**SOURCE DATA:**
══════

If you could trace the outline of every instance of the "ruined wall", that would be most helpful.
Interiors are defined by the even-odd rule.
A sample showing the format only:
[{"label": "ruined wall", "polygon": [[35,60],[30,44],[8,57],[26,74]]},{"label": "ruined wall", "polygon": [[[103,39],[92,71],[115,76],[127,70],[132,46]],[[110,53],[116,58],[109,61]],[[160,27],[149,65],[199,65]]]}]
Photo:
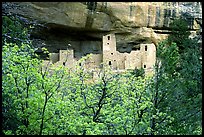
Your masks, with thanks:
[{"label": "ruined wall", "polygon": [[115,34],[103,37],[103,61],[115,70],[144,68],[153,69],[156,60],[156,47],[152,44],[139,44],[130,53],[116,50]]}]

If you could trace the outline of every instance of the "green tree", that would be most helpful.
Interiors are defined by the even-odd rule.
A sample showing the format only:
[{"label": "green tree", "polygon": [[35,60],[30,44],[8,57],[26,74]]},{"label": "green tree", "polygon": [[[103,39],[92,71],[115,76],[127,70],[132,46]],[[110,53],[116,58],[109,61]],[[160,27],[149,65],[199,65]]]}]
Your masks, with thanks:
[{"label": "green tree", "polygon": [[[172,33],[157,47],[155,76],[149,85],[155,108],[152,134],[201,134],[201,52],[197,41],[188,38],[187,24],[183,23],[180,29],[184,30],[172,30],[176,35]],[[165,117],[155,119],[156,110],[168,114],[165,117],[173,121],[165,122]]]}]

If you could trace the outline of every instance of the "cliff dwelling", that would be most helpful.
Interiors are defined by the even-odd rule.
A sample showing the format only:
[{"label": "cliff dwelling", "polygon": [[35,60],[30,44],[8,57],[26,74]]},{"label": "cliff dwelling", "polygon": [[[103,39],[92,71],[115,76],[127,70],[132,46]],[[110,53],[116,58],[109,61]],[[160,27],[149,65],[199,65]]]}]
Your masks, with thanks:
[{"label": "cliff dwelling", "polygon": [[[64,65],[74,67],[76,62],[88,54],[91,58],[85,63],[85,68],[99,68],[103,62],[113,70],[130,70],[144,68],[145,72],[152,71],[156,60],[156,47],[152,44],[137,44],[131,51],[121,53],[116,49],[116,36],[114,33],[102,37],[102,44],[93,41],[74,41],[67,49],[60,49],[58,53],[51,53],[50,60],[54,66]],[[122,50],[129,48],[122,47]],[[45,61],[45,63],[48,61]],[[78,64],[80,65],[80,64]]]}]

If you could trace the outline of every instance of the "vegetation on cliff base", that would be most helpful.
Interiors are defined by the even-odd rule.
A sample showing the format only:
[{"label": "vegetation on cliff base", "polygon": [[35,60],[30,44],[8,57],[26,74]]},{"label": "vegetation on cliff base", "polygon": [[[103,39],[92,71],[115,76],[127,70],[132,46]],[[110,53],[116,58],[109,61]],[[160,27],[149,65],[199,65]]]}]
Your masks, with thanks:
[{"label": "vegetation on cliff base", "polygon": [[43,68],[28,30],[7,16],[2,27],[3,134],[201,134],[201,53],[188,35],[179,43],[183,33],[173,33],[159,44],[153,77],[104,67],[87,83],[86,58],[76,70]]}]

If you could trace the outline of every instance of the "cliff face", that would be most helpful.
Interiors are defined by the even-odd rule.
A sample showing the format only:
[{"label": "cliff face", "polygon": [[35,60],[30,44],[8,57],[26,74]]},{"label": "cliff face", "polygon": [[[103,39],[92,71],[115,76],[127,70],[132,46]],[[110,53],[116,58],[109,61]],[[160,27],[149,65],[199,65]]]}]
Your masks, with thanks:
[{"label": "cliff face", "polygon": [[202,24],[200,2],[6,2],[2,11],[38,24],[31,35],[34,45],[44,43],[51,52],[81,41],[100,46],[109,33],[116,34],[117,50],[130,52],[166,38],[169,23],[179,16],[194,33]]}]

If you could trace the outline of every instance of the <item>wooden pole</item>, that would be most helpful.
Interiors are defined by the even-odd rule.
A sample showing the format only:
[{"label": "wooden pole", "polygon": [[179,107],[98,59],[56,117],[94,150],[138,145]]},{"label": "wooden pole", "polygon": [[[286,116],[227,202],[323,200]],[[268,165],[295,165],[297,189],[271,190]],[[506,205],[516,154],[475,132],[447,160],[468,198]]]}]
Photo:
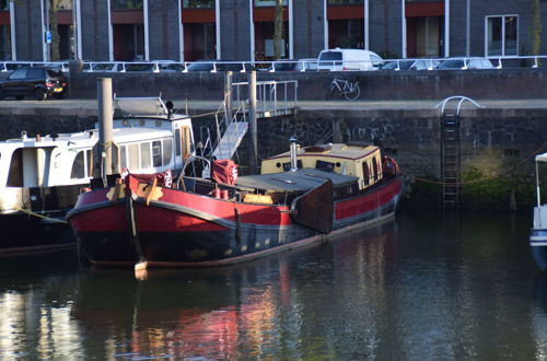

══════

**DESCRIPTION OF THE TASK:**
Copy out all the data above word for word, leaving out the pictures.

**EXPECTED OUTPUT:**
If you could trace the outline of every instance of the "ruined wall", that would be most helpful.
Interiors are defined by the even-odd rule.
A sample showing the format only:
[{"label": "ruined wall", "polygon": [[35,60],[30,44],[8,57],[26,74]]},{"label": "ruined wall", "polygon": [[[103,39],[92,71],[115,76],[127,70],[132,46]],[[110,53],[116,58],[109,61]],[[160,27],[149,65],[199,65]]]}]
Photo:
Your masks, with thanks:
[{"label": "ruined wall", "polygon": [[115,34],[103,37],[103,61],[115,70],[144,68],[153,69],[156,60],[156,47],[152,44],[139,44],[130,53],[116,50]]}]

If you could trace the outline of every instance of the "green tree", that would be most helpful.
Interiors are defined by the even-odd rule.
A sample showing the format only:
[{"label": "green tree", "polygon": [[35,60],[30,44],[8,57],[26,74]]},{"label": "green tree", "polygon": [[[103,39],[92,71],[115,76],[127,70],[132,46]],[[110,53],[116,58],[109,61]],[[160,27],[149,65],[199,65]]]}]
Your masks, with thanks:
[{"label": "green tree", "polygon": [[[172,33],[157,47],[155,76],[149,85],[155,108],[152,134],[201,134],[201,52],[197,41],[188,38],[187,24],[183,23],[180,29],[184,30],[172,30],[176,35]],[[165,117],[155,119],[156,110],[168,114],[165,117],[173,121],[165,122]]]}]

If you could trace the outline of every instance of the "cliff dwelling", that would be most helpful.
Interiors are defined by the even-odd rule.
A sample showing the format only:
[{"label": "cliff dwelling", "polygon": [[35,60],[30,44],[8,57],[26,74]]},{"label": "cliff dwelling", "polygon": [[[103,39],[92,71],[115,76],[127,70],[132,46]],[[110,53],[116,58],[109,61]],[[160,27],[149,65],[199,65]]]}]
Your masks, with thanks:
[{"label": "cliff dwelling", "polygon": [[[64,65],[74,67],[76,62],[88,54],[91,58],[85,63],[85,68],[99,68],[103,62],[113,70],[130,70],[144,68],[145,72],[152,71],[156,60],[156,47],[152,44],[137,44],[131,51],[121,53],[116,49],[116,36],[114,33],[102,37],[102,44],[93,41],[74,41],[67,49],[60,49],[58,53],[51,53],[50,60],[54,66]],[[122,50],[129,48],[122,47]],[[45,61],[45,63],[48,61]],[[78,64],[80,65],[80,64]]]}]

If you could trace the outline of every instance of the "vegetation on cliff base", that would be most helpful.
Interiors are defined by the even-odd rule.
A sample showing the format only:
[{"label": "vegetation on cliff base", "polygon": [[35,60],[30,44],[8,57],[26,74]]},{"label": "vegetation on cliff base", "polygon": [[[103,39],[92,71],[115,76],[127,70],[132,46]],[[110,53],[116,58],[109,61]],[[160,27],[149,65],[199,65]]]}]
Your masks, with thanks:
[{"label": "vegetation on cliff base", "polygon": [[43,68],[28,30],[7,16],[2,27],[3,134],[201,134],[201,53],[188,35],[179,43],[183,33],[173,33],[159,44],[153,77],[104,67],[87,83],[86,58],[76,70]]}]

If you could trace the outline of every instance of the "cliff face", that would be most helpful.
Interiors are defined by the even-odd rule.
A sample showing the format only:
[{"label": "cliff face", "polygon": [[35,60],[30,44],[8,57],[26,74]]},{"label": "cliff face", "polygon": [[[103,39],[92,71],[115,76],[127,70],[132,46]],[[110,53],[116,58],[109,61]],[[160,27],[149,65],[199,65]]]}]
Your masks, with thanks:
[{"label": "cliff face", "polygon": [[202,24],[200,2],[6,2],[2,11],[38,24],[31,35],[34,45],[44,43],[51,52],[81,41],[100,46],[109,33],[116,34],[117,50],[130,52],[166,38],[169,23],[179,16],[194,33]]}]

If you could trace the outline of every instance of the <item>wooden pole</item>, that would be most helpful.
Interiors are defined by the even-odd rule.
A sample showing the format only:
[{"label": "wooden pole", "polygon": [[179,107],[98,59],[56,117],[94,150],[138,145]]},{"label": "wooden pole", "polygon": [[[286,116],[227,202],[323,200]],[[268,165],[295,165],[297,189],[271,190]],[[506,205],[516,154],[475,132],[447,160],[468,198]]]}]
Photo:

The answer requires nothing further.